(Request): Extract each line of the data below that contains the word "bicycle".

(Material for the task):
::::::

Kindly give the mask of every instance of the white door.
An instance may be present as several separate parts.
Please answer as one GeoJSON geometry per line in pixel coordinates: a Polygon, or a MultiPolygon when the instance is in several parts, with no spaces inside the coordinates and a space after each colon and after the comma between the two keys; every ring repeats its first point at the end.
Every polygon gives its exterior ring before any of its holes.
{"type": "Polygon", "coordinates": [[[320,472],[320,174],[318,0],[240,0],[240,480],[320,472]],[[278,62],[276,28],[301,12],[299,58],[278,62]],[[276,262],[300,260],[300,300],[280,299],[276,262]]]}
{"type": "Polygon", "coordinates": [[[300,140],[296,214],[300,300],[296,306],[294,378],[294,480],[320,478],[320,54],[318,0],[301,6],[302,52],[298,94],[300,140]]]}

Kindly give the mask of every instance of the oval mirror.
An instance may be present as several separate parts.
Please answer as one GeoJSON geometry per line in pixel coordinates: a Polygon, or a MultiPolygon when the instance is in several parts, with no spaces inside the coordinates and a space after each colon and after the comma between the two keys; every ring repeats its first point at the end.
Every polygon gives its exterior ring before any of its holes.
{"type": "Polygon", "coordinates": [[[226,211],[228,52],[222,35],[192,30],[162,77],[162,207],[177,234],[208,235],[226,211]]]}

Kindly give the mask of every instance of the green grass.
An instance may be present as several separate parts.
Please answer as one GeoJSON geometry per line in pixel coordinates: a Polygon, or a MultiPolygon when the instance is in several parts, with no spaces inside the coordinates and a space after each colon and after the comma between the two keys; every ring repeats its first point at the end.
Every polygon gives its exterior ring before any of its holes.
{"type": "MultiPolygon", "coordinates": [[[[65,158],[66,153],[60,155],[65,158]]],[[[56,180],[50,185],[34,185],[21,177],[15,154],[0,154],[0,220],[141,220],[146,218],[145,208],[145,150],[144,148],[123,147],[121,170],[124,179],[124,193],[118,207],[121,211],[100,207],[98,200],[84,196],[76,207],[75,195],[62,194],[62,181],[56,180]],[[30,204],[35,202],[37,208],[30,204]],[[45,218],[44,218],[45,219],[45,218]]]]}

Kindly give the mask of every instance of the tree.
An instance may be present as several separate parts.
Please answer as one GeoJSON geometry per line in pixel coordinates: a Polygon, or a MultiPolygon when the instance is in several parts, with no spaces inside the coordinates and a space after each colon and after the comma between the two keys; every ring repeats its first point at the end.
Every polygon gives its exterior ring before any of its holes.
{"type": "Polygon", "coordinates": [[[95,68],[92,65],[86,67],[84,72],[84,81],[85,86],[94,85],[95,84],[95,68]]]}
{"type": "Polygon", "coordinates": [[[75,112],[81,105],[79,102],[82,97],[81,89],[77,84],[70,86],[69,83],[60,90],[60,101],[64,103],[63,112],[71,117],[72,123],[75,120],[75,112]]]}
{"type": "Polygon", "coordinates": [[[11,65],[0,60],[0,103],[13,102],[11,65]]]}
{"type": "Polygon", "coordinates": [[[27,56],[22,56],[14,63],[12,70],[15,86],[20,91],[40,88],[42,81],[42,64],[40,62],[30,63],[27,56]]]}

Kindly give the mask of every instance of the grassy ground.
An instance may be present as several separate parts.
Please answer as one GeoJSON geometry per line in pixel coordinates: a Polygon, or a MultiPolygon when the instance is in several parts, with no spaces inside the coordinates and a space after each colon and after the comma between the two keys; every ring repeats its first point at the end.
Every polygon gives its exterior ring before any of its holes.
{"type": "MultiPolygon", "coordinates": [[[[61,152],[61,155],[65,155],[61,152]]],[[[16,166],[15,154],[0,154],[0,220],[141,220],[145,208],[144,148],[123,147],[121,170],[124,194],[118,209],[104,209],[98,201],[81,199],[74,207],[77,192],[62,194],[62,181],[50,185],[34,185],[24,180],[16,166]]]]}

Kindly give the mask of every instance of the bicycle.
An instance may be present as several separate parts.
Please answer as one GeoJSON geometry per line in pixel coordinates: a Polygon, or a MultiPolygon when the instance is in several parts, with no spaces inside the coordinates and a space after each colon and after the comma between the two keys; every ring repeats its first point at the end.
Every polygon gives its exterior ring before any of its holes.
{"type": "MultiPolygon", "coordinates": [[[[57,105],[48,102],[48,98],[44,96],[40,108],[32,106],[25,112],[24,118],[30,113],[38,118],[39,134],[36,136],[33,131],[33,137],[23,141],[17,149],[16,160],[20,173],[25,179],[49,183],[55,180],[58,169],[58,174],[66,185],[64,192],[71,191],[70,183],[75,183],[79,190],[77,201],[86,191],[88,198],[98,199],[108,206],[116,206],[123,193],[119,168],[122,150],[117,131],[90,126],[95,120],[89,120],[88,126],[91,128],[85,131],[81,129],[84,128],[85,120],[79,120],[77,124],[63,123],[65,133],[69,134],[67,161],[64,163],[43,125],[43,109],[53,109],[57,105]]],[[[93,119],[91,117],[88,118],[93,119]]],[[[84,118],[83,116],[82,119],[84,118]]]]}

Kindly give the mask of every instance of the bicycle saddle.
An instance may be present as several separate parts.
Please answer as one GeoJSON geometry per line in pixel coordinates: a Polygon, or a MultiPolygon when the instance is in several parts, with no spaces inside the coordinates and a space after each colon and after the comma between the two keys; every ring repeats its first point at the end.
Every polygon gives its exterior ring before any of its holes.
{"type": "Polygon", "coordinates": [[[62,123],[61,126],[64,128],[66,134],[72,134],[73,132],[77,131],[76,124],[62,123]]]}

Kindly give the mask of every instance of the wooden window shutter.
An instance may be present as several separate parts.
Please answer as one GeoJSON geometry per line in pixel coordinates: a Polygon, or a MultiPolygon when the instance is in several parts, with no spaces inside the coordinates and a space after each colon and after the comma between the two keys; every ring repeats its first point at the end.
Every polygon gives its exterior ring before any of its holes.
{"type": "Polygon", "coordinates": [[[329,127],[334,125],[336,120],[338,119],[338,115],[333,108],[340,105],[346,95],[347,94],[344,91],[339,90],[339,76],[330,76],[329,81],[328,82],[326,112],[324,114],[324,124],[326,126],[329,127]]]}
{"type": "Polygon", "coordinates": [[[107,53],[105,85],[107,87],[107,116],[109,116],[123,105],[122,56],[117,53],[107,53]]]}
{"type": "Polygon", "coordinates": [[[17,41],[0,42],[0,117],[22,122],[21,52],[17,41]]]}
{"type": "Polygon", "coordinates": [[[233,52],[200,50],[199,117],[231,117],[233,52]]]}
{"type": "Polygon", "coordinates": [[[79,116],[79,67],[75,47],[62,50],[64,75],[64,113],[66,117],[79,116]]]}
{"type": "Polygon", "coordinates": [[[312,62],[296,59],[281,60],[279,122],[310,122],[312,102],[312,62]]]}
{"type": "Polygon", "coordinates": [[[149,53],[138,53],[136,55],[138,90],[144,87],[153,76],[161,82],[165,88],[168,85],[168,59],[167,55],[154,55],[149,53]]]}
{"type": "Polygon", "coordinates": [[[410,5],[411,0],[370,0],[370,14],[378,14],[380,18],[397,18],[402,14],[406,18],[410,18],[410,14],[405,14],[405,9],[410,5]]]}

::::::

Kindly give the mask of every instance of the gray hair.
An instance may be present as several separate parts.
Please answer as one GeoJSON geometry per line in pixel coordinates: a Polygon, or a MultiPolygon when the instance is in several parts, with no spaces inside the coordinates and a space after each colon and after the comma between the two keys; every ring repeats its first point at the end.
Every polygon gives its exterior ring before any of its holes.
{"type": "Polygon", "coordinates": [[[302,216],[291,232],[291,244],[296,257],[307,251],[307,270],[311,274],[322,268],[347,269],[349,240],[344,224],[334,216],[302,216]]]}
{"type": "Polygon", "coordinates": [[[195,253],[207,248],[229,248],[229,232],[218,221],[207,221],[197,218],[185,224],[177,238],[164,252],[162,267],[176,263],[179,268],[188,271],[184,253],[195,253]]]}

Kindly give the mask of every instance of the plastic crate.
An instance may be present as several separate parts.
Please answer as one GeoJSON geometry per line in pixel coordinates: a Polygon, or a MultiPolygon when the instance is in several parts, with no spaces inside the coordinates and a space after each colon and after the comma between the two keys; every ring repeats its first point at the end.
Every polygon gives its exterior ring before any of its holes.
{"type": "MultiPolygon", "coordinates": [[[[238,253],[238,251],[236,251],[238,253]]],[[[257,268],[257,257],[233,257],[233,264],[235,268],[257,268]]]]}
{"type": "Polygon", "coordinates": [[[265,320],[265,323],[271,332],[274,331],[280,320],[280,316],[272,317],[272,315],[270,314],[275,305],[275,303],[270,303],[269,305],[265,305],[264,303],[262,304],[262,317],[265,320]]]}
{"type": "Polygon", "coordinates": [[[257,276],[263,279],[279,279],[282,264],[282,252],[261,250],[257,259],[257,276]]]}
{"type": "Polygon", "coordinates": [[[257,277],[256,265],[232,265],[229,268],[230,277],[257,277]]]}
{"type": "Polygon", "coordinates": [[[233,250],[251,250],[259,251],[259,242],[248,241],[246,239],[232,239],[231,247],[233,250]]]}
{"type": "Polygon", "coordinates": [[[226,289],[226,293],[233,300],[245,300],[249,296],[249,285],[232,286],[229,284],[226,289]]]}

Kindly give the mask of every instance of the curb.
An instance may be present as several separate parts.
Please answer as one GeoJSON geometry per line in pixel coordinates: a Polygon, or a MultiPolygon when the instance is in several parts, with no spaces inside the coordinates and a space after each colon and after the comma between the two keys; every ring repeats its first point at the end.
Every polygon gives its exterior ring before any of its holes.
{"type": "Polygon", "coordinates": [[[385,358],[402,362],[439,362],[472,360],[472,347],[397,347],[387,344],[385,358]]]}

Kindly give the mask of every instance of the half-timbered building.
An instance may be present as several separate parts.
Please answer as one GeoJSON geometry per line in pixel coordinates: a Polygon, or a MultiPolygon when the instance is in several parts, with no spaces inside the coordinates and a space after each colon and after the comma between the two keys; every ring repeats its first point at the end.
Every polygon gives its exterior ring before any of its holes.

::::::

(Correct response):
Kindly give the mask of every instance of the bicycle.
Kindly give the mask of every instance of the bicycle saddle.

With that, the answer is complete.